Exercise objective: Render every line of the items below as a Markdown table with the columns "Row" and "Line," one numbered row per line, skipping blank lines. Leave the pictures out of the table.

(Dataset rows)
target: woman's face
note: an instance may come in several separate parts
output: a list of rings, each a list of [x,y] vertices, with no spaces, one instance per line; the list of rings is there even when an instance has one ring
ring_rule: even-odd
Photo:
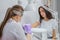
[[[46,17],[46,13],[45,10],[43,8],[40,8],[40,15],[45,18]]]

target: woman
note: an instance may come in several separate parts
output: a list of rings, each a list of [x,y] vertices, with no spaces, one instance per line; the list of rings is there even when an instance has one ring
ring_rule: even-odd
[[[52,14],[42,6],[39,7],[38,12],[40,21],[32,24],[32,27],[35,28],[40,25],[40,28],[47,29],[48,38],[56,39],[57,21],[53,18]]]
[[[21,26],[21,18],[24,9],[15,5],[7,10],[5,18],[0,26],[0,37],[2,40],[27,40]]]

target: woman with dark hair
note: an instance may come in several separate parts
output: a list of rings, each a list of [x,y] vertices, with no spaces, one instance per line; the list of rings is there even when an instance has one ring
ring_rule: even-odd
[[[57,21],[53,18],[51,12],[49,12],[42,6],[39,7],[38,12],[40,15],[40,20],[39,20],[39,22],[32,24],[32,27],[35,28],[38,25],[40,25],[40,28],[47,29],[48,38],[55,39]]]
[[[14,5],[7,10],[5,18],[0,25],[0,37],[2,40],[27,40],[20,23],[24,9]]]

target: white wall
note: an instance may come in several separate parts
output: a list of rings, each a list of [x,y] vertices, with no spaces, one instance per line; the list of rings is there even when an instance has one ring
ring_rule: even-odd
[[[15,4],[17,4],[17,0],[0,0],[0,23],[4,18],[6,10]]]

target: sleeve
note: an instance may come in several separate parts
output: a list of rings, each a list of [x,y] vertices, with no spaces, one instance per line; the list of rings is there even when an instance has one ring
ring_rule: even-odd
[[[12,24],[5,32],[3,40],[27,40],[24,30],[18,24]]]

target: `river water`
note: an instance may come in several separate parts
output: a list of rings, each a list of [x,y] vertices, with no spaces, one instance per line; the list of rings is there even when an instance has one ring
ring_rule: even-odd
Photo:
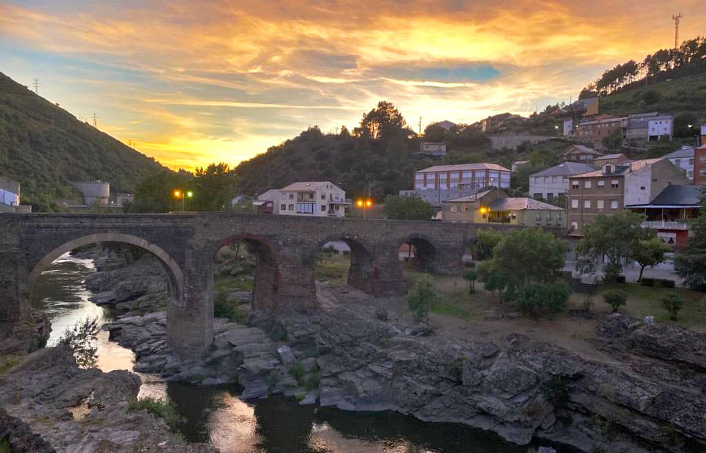
[[[52,322],[48,346],[64,331],[88,318],[109,322],[114,313],[88,301],[86,276],[92,261],[64,255],[37,279],[32,305]],[[98,366],[104,371],[131,370],[134,355],[98,338]],[[179,426],[193,442],[210,442],[223,453],[520,453],[527,447],[503,441],[489,432],[454,423],[429,423],[393,412],[345,412],[299,406],[296,400],[270,398],[255,403],[238,399],[237,387],[205,387],[161,381],[140,374],[140,396],[168,399],[184,421]]]

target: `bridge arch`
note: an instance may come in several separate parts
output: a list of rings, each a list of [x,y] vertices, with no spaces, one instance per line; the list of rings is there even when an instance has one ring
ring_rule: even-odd
[[[409,234],[400,238],[397,247],[399,248],[404,244],[408,244],[410,248],[414,248],[414,259],[419,269],[434,273],[438,272],[442,256],[432,238],[426,234]]]
[[[183,307],[184,304],[184,272],[179,264],[163,248],[146,239],[124,233],[96,233],[75,238],[64,243],[44,255],[30,272],[27,287],[31,288],[37,278],[54,260],[72,250],[101,242],[118,242],[140,247],[156,256],[169,277],[169,294],[172,303]]]
[[[373,274],[375,270],[373,248],[353,235],[332,235],[316,244],[316,252],[321,250],[329,242],[341,241],[350,249],[350,267],[348,270],[347,282],[349,286],[366,293],[374,292]]]
[[[273,310],[277,308],[281,286],[281,274],[276,245],[263,236],[236,234],[219,241],[213,253],[214,259],[221,248],[239,241],[246,244],[249,250],[256,257],[253,282],[253,309]]]

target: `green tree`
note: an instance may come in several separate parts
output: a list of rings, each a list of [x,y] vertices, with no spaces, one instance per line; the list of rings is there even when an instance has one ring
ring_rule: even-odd
[[[197,168],[193,178],[193,199],[190,209],[197,211],[222,211],[230,206],[235,195],[238,177],[227,164],[210,164],[205,169]]]
[[[659,299],[662,308],[669,313],[669,319],[676,321],[679,319],[679,310],[684,306],[684,298],[681,294],[670,293],[669,296]]]
[[[478,272],[475,269],[467,269],[463,272],[463,279],[468,282],[468,289],[472,293],[476,292],[476,280],[478,279]]]
[[[476,242],[471,248],[473,259],[484,261],[493,258],[493,248],[503,240],[504,235],[494,229],[479,229],[476,232]]]
[[[611,151],[619,151],[623,147],[623,131],[620,129],[614,131],[611,135],[604,137],[601,143]]]
[[[431,220],[436,208],[419,197],[388,195],[383,208],[388,219],[405,220]]]
[[[692,224],[691,231],[686,248],[674,256],[674,270],[687,288],[706,291],[706,213]]]
[[[100,326],[98,318],[87,318],[77,322],[73,329],[66,330],[59,340],[59,344],[68,346],[73,352],[76,364],[82,368],[95,368],[98,361],[96,340]]]
[[[638,243],[637,247],[633,250],[633,260],[640,265],[640,277],[638,281],[642,279],[642,272],[647,266],[656,266],[664,261],[664,254],[671,248],[658,237],[643,239]]]
[[[490,271],[517,289],[554,282],[561,276],[566,250],[566,243],[541,229],[511,231],[493,248]]]
[[[530,316],[561,313],[566,309],[571,290],[563,282],[531,283],[520,289],[517,307]]]
[[[412,310],[414,320],[418,322],[429,322],[429,308],[436,301],[436,288],[434,287],[431,279],[429,276],[422,276],[409,294],[407,301]]]
[[[604,266],[606,279],[614,281],[623,272],[623,262],[633,256],[640,241],[653,233],[642,227],[642,216],[634,212],[597,215],[592,223],[584,226],[583,238],[576,246],[577,269],[593,273],[605,256],[608,258]]]
[[[613,313],[618,313],[618,308],[626,304],[628,296],[625,291],[619,289],[611,289],[603,293],[603,298],[606,303],[613,307]]]

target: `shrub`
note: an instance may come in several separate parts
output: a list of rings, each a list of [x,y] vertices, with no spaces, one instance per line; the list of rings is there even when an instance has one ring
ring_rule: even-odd
[[[613,313],[618,313],[618,308],[628,301],[628,296],[624,291],[618,289],[611,289],[603,294],[603,298],[606,303],[613,307]]]
[[[414,320],[429,323],[429,308],[436,301],[436,289],[431,279],[424,275],[417,280],[407,298]]]
[[[674,288],[676,286],[674,280],[670,280],[669,279],[660,280],[659,284],[662,285],[662,288]]]
[[[98,361],[96,339],[100,332],[98,318],[87,318],[83,322],[76,322],[73,329],[64,332],[59,343],[68,346],[73,352],[78,366],[94,368]]]
[[[176,425],[184,421],[179,414],[176,405],[163,399],[148,397],[140,399],[132,399],[128,404],[128,411],[143,409],[164,420],[172,431],[176,431]]]
[[[669,313],[669,319],[678,319],[679,310],[684,306],[684,298],[681,294],[671,293],[669,296],[659,299],[662,308]]]
[[[517,307],[525,315],[558,313],[566,308],[570,289],[563,282],[533,283],[517,293]]]

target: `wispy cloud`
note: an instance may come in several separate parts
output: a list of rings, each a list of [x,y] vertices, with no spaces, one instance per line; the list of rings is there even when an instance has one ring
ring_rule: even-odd
[[[682,36],[706,19],[683,0]],[[172,167],[232,164],[378,100],[472,122],[568,100],[671,41],[671,6],[594,0],[0,4],[0,70]]]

Result:
| Row | Line |
|---|---|
| 1 | target: woman's face |
| 2 | note: an instance may come in several separate parts |
| 3 | output: a list of rings, each a list of [x,y] vertices, with no spaces, one instance per line; the list of rings is there even when an instance has one ring |
| 4 | ring_rule: even-odd |
| 5 | Photo: |
| 6 | [[[46,17],[46,13],[45,10],[43,8],[40,8],[40,15],[45,18]]] |
| 7 | target: woman |
| 8 | note: an instance may come in several separate parts |
| 9 | output: a list of rings, each a list of [x,y] vertices, with no spaces, one instance per line; the list of rings is there even when an instance has one ring |
| 10 | ring_rule: even-odd |
| 11 | [[[52,14],[42,6],[39,7],[38,12],[40,21],[32,24],[32,27],[35,28],[40,25],[40,28],[47,29],[48,38],[56,39],[57,21],[53,18]]] |
| 12 | [[[21,26],[21,18],[24,9],[15,5],[7,10],[5,18],[0,26],[0,37],[2,40],[27,40]]] |
| 13 | target: woman with dark hair |
| 14 | note: an instance may come in several separate parts |
| 15 | output: a list of rings, each a list of [x,y] vertices, with no spaces, one instance per line; the list of rings is there even when an instance has one ring |
| 16 | ring_rule: even-odd |
| 17 | [[[57,21],[53,18],[51,12],[49,12],[42,6],[39,7],[38,12],[40,15],[40,20],[39,20],[39,22],[32,24],[32,27],[35,28],[38,25],[40,25],[40,28],[47,29],[48,38],[55,39]]] |
| 18 | [[[14,5],[7,10],[5,18],[0,25],[0,37],[2,40],[27,40],[20,23],[24,9]]] |
| 19 | target: white wall |
| 20 | note: an instance may come in several separate parts |
| 21 | output: a list of rings, each a list of [x,y] vertices, with no spaces, one instance per line; the list of rings is there even when an instance has one ring |
| 22 | ring_rule: even-odd |
| 23 | [[[15,4],[17,4],[17,0],[0,0],[0,23],[4,18],[6,10]]] |
| 24 | target: sleeve |
| 25 | note: an instance may come in several separate parts |
| 26 | output: a list of rings, each a list of [x,y] vertices, with no spaces, one instance per line; the list of rings is there even when an instance has one ring |
| 27 | ring_rule: even-odd |
| 28 | [[[12,24],[5,32],[3,40],[27,40],[24,30],[18,24]]] |
| 29 | target: `river water` |
| 30 | note: an instance may come in several separate parts |
| 31 | output: a list of rings, each a list of [x,y] vertices, with no spaces, one instance per line; the list of rings is there even when an instance has one ring |
| 32 | ring_rule: even-odd |
| 33 | Photo: |
| 34 | [[[52,322],[48,346],[64,331],[88,318],[109,322],[114,313],[88,301],[86,276],[92,261],[64,255],[37,279],[32,305]],[[98,366],[104,371],[131,370],[134,355],[98,338]],[[179,426],[193,442],[210,442],[223,453],[520,453],[527,447],[503,441],[489,432],[454,423],[429,423],[393,412],[345,412],[299,406],[296,400],[270,398],[255,403],[238,399],[237,387],[205,387],[161,381],[140,374],[140,396],[168,399],[184,421]]] |
| 35 | target: `bridge arch` |
| 36 | note: an instance may come in several separate parts |
| 37 | output: a list of rings, each a list of [x,y] vertices, with no spaces, one instance per line; the list of rings is there even when an instance has one ring |
| 38 | ring_rule: even-odd |
| 39 | [[[409,234],[400,238],[397,247],[399,248],[404,244],[408,244],[410,248],[414,248],[414,259],[419,269],[434,273],[438,272],[442,256],[432,238],[426,234]]] |
| 40 | [[[183,307],[184,304],[184,272],[179,264],[163,248],[146,239],[124,233],[96,233],[75,238],[64,243],[44,255],[30,272],[27,287],[31,288],[37,278],[54,260],[72,250],[101,242],[118,242],[140,247],[156,256],[169,277],[169,294],[172,303]]] |
| 41 | [[[373,274],[375,270],[373,248],[353,235],[332,235],[316,244],[316,252],[321,250],[329,242],[341,241],[350,249],[350,267],[348,270],[347,282],[349,286],[366,293],[374,292]]] |
| 42 | [[[273,310],[277,308],[281,286],[281,274],[276,245],[263,236],[236,234],[219,241],[213,253],[214,259],[221,248],[239,241],[246,244],[249,250],[256,257],[253,282],[253,309]]] |
| 43 | target: `green tree` |
| 44 | note: an instance may come in several separate parts |
| 45 | output: a list of rings, each a list of [x,y] vertices, with no spaces, one instance per line; the list of rings is there even when an instance has one ring |
| 46 | ring_rule: even-odd |
| 47 | [[[197,168],[193,178],[193,199],[190,209],[197,211],[222,211],[230,206],[235,195],[238,177],[227,164],[210,164],[205,169]]] |
| 48 | [[[659,299],[662,308],[669,313],[669,319],[676,321],[679,319],[679,310],[684,306],[684,298],[681,294],[670,293],[669,296]]] |
| 49 | [[[478,272],[475,269],[467,269],[463,272],[463,279],[468,282],[468,289],[472,293],[476,292],[476,280],[478,279]]] |
| 50 | [[[476,242],[471,248],[473,259],[484,261],[493,258],[493,248],[503,240],[504,235],[494,229],[479,229],[476,232]]] |
| 51 | [[[611,151],[619,151],[623,147],[623,131],[620,129],[614,131],[611,135],[604,137],[601,143]]] |
| 52 | [[[431,220],[436,208],[419,197],[388,195],[383,208],[388,219],[405,220]]] |
| 53 | [[[692,224],[691,231],[686,248],[674,256],[674,270],[687,288],[706,291],[706,213]]] |
| 54 | [[[100,326],[98,318],[87,318],[77,322],[73,329],[66,330],[59,340],[59,344],[68,346],[73,352],[76,364],[82,368],[95,368],[98,361],[96,340]]] |
| 55 | [[[638,243],[637,247],[633,250],[633,260],[640,265],[640,277],[638,281],[642,279],[642,272],[647,266],[656,266],[664,261],[664,254],[671,248],[658,237],[643,239]]] |
| 56 | [[[490,271],[517,289],[554,282],[561,276],[566,250],[566,243],[541,229],[511,231],[493,248]]] |
| 57 | [[[530,316],[561,313],[566,309],[571,290],[563,282],[531,283],[520,289],[517,307]]] |
| 58 | [[[412,310],[414,320],[418,322],[429,322],[429,308],[436,301],[436,288],[434,287],[431,279],[429,276],[422,276],[409,294],[407,301]]] |
| 59 | [[[604,266],[606,279],[614,281],[623,272],[623,262],[633,256],[640,241],[653,233],[642,227],[642,216],[634,212],[597,215],[592,223],[584,226],[583,238],[576,246],[577,269],[593,273],[605,256],[608,258]]] |
| 60 | [[[613,313],[618,313],[618,308],[626,304],[628,296],[625,291],[619,289],[611,289],[603,293],[603,298],[606,303],[613,307]]] |
| 61 | target: `shrub` |
| 62 | note: an instance may come in several separate parts |
| 63 | output: a list of rings, each a list of [x,y] vertices, with no spaces, one instance per line; the list of rings is there even when an instance has one ring |
| 64 | ring_rule: even-odd |
| 65 | [[[613,313],[618,313],[618,308],[628,301],[628,296],[624,291],[618,289],[611,289],[603,294],[603,298],[606,303],[613,307]]] |
| 66 | [[[414,320],[429,323],[429,308],[436,301],[436,289],[431,279],[424,275],[417,280],[407,298]]] |
| 67 | [[[674,288],[676,286],[674,280],[670,280],[669,279],[660,280],[659,284],[662,285],[662,288]]] |
| 68 | [[[98,361],[96,339],[100,332],[98,318],[87,318],[83,322],[76,322],[73,329],[64,332],[59,343],[68,346],[73,352],[78,366],[94,368]]] |
| 69 | [[[176,425],[184,421],[179,414],[176,405],[163,399],[148,397],[140,399],[132,399],[128,404],[128,411],[143,409],[164,420],[172,431],[176,431]]] |
| 70 | [[[669,313],[669,319],[678,319],[679,310],[684,306],[684,298],[681,294],[671,293],[669,296],[659,299],[662,308]]] |
| 71 | [[[517,307],[525,315],[558,313],[566,308],[570,289],[563,282],[533,283],[517,293]]] |
| 72 | target: `wispy cloud` |
| 73 | note: an instance may come in several separate parts |
| 74 | output: a list of rings, each a list of [x,y] vertices, with no spaces, one instance per line; the list of rings is there even when an instance has one ring |
| 75 | ring_rule: even-odd |
| 76 | [[[682,36],[706,19],[683,0]],[[172,167],[232,164],[378,100],[472,122],[568,100],[671,41],[671,6],[594,0],[0,4],[0,70]]] |